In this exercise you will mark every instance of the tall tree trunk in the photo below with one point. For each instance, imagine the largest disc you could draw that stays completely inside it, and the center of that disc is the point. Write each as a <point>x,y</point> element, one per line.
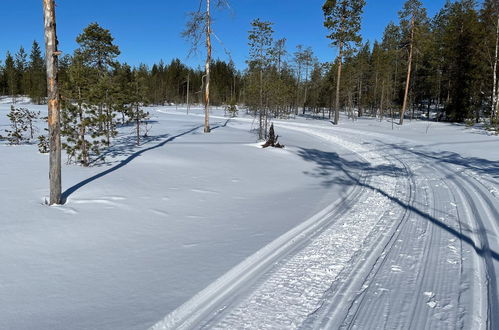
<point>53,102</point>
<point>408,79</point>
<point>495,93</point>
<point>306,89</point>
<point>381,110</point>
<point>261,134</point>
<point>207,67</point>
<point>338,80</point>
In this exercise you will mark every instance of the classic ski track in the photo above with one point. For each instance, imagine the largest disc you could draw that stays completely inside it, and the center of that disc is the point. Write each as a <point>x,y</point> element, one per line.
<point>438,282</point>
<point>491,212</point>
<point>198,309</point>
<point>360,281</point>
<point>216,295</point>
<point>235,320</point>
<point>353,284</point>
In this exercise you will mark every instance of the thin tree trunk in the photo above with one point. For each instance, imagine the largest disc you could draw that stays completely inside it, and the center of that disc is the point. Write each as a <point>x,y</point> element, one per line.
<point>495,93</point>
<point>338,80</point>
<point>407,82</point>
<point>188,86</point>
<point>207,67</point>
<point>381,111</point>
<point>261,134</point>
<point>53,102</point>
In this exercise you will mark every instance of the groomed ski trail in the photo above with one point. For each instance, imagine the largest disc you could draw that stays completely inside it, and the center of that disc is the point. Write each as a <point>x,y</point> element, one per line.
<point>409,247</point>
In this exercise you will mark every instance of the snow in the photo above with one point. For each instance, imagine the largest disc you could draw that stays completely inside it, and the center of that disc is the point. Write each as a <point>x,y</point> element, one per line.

==============================

What you have to do –
Please retype every entry above exactly, leaving out any picture.

Reply to the task –
In this exercise you will mark every instance of the tall tree trunk in the photo below with one point. For each instance, imagine the largest disc you could draw that stays completely inside it, and the center of that disc is the point. Write each as a <point>x,y</point> element, one per line.
<point>53,102</point>
<point>408,79</point>
<point>495,93</point>
<point>306,89</point>
<point>381,110</point>
<point>261,134</point>
<point>207,67</point>
<point>338,80</point>
In this exercise you will mark every instance of the classic ski track in the photo above with one point. For each instance, imagine the largest disc you could draw that stays completely inside it, and the center of that disc is the point. Write each as a <point>x,y</point> element, one per line.
<point>438,282</point>
<point>491,212</point>
<point>198,309</point>
<point>360,281</point>
<point>216,295</point>
<point>235,320</point>
<point>353,284</point>
In this exercise you will mark every instance of the thin tree trunk in the photo above with one point. For each instance, imagine the largest disc you could draw that stays completely inside it, and the center of that disc is the point. Write each as a <point>x,y</point> element, one per line.
<point>495,93</point>
<point>338,80</point>
<point>407,82</point>
<point>188,86</point>
<point>207,67</point>
<point>381,111</point>
<point>261,134</point>
<point>53,102</point>
In this exercise you will mark every instance of the groomed ski trail in the photo above with one point. For each instance, imagine the largest disc you could draw that stays completely inside it, and the center of that disc is the point. Write each as a <point>x,y</point> element, one per line.
<point>409,247</point>
In this exercise you will mark every instance of the snow in the photo above with one point. For each instance, imagine the largest disc you could draw that stays completely inside it, and the center of that disc is the point. Write each as a <point>x,y</point> element, one per line.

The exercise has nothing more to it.